» **Do this**: List every line in the material below that contains the string "grass". Case counts.

____________

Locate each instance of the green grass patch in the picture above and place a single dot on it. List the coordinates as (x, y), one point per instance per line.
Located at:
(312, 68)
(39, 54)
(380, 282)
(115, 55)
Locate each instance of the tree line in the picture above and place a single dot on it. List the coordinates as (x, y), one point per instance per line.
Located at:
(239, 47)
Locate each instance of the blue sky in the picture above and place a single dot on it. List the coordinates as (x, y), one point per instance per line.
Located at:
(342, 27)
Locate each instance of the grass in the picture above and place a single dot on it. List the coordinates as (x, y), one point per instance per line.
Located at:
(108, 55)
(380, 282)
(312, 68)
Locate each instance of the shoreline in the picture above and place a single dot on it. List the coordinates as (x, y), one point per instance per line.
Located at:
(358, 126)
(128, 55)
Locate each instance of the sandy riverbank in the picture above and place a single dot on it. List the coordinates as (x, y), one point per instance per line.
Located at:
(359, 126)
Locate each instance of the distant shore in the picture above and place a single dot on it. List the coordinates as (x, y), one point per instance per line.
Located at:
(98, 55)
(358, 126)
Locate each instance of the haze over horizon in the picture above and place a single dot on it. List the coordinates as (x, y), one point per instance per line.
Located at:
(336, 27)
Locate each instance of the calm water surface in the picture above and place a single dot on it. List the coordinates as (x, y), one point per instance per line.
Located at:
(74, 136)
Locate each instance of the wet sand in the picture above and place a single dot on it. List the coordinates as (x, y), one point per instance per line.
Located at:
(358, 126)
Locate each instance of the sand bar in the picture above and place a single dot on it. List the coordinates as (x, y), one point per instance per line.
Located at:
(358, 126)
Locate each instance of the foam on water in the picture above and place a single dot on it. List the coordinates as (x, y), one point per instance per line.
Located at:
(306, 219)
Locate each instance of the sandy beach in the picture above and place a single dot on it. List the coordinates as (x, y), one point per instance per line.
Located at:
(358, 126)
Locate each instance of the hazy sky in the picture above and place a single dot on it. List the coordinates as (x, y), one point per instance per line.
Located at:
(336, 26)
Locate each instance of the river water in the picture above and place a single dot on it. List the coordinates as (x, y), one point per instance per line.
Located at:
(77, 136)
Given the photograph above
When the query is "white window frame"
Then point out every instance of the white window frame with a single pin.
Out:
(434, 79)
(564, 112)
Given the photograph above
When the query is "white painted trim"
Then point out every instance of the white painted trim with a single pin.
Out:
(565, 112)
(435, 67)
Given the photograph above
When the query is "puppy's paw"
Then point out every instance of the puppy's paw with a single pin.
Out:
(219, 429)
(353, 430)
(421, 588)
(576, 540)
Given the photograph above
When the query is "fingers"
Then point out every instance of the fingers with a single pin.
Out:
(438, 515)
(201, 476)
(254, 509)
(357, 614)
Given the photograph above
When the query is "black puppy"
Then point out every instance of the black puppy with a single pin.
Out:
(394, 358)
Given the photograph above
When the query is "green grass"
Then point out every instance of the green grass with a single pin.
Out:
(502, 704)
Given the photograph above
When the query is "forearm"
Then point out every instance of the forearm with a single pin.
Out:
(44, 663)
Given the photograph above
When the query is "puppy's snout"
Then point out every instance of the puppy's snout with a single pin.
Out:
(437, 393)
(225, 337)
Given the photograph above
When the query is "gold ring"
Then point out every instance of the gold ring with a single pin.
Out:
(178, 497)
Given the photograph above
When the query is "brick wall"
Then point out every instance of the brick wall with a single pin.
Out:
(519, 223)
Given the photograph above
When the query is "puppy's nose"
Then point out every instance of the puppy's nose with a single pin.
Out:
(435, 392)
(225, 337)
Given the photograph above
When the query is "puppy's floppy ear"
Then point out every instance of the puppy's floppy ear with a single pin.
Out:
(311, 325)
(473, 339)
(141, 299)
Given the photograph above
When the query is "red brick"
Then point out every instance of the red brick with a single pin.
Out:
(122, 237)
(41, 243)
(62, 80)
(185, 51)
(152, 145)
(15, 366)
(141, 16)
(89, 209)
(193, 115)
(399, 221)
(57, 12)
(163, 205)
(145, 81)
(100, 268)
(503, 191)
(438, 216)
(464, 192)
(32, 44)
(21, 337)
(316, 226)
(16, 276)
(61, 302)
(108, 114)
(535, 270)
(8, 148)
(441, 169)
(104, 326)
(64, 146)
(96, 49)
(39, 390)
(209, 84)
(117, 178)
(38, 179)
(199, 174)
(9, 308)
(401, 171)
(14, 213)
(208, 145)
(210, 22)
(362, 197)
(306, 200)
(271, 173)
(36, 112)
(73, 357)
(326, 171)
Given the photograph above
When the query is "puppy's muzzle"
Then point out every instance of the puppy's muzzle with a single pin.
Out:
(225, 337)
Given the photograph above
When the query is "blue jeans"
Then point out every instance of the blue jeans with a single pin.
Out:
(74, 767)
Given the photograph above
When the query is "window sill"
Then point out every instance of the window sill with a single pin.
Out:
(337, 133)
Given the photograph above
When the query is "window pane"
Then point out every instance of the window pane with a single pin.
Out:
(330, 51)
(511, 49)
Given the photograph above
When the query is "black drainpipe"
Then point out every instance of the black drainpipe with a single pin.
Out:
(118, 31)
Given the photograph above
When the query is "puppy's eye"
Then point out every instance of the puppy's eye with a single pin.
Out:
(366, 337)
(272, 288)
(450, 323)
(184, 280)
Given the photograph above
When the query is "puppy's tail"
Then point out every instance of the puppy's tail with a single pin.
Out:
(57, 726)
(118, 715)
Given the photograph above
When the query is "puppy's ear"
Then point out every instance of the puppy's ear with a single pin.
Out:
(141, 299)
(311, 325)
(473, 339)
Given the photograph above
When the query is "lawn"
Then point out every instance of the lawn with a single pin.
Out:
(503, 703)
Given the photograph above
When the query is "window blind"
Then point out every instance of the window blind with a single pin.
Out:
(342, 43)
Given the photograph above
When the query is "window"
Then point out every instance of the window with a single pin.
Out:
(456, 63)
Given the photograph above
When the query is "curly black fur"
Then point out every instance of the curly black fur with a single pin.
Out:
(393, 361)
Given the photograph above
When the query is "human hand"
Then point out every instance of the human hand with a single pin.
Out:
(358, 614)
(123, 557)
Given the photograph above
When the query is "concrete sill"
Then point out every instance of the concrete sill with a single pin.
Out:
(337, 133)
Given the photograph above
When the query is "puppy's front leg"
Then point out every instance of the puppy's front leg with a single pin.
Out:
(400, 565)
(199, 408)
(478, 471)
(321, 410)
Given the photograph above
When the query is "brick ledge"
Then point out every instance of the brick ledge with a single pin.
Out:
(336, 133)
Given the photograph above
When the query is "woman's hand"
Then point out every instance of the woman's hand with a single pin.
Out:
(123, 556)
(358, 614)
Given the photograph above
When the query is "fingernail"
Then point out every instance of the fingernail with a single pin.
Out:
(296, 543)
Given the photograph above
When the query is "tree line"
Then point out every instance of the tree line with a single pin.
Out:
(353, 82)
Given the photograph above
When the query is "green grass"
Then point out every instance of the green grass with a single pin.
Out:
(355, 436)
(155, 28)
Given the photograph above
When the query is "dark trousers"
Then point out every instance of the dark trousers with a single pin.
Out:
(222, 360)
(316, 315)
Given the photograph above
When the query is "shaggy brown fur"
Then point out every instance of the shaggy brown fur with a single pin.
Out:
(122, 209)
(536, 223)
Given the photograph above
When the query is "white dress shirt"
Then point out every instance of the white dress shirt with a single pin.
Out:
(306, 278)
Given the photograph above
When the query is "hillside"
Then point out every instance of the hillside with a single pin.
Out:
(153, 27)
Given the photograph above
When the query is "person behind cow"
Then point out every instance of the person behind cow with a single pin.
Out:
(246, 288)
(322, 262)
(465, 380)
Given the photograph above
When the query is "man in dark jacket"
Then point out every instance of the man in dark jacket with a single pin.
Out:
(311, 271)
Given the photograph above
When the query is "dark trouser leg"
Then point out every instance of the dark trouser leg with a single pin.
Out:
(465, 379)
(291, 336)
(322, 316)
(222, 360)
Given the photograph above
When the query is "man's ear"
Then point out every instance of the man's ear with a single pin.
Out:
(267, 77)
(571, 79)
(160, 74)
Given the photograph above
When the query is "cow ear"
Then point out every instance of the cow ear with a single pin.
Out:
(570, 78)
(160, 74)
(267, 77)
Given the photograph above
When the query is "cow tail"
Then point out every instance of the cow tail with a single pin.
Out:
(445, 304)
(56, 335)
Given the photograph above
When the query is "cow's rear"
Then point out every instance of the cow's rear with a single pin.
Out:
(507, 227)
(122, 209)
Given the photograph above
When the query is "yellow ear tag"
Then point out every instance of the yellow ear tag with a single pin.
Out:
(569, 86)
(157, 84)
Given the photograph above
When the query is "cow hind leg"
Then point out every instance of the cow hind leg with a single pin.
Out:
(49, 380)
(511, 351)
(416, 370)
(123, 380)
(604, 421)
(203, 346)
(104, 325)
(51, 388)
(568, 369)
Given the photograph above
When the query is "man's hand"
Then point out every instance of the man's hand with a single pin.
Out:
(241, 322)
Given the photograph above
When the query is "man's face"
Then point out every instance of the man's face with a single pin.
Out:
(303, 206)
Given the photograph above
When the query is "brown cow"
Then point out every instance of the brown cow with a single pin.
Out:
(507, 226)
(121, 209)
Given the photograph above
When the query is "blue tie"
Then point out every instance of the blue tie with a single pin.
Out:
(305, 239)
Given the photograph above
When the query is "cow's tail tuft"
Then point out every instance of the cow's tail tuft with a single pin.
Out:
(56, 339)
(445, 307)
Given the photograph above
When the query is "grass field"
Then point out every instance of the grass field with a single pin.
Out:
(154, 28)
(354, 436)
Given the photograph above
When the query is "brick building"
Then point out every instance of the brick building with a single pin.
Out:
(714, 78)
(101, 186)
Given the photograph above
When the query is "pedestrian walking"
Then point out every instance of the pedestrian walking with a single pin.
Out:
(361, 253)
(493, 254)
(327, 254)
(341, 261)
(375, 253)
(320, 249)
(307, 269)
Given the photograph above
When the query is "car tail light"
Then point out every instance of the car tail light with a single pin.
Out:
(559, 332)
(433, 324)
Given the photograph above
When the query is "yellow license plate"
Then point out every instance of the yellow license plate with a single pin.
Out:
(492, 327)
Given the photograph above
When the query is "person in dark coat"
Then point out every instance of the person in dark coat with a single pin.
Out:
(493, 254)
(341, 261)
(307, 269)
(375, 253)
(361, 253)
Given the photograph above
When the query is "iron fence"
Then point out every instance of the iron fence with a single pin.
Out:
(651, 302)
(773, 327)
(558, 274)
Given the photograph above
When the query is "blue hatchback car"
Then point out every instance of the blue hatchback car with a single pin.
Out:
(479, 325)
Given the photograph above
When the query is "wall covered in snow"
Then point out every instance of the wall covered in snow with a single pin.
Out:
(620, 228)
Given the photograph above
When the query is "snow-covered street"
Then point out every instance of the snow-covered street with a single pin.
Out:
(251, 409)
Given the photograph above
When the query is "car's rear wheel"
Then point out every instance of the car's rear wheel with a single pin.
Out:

____________

» **Solution to the problem**:
Locate each instance of the green grass patch in the picture above and place a single dot on it. List the coordinates as (x, y), one point per instance per line.
Locate each instance of the grass in the picture above and place a single dot on it. List the coordinates as (x, y), one point per instance per line.
When the query is "green grass"
Then point out every instance of the green grass with a single pin.
When the query is "green grass"
Then point out every instance of the green grass with a single pin.
When the query is "grass field"
Then point out every instance of the grass field with a single pin.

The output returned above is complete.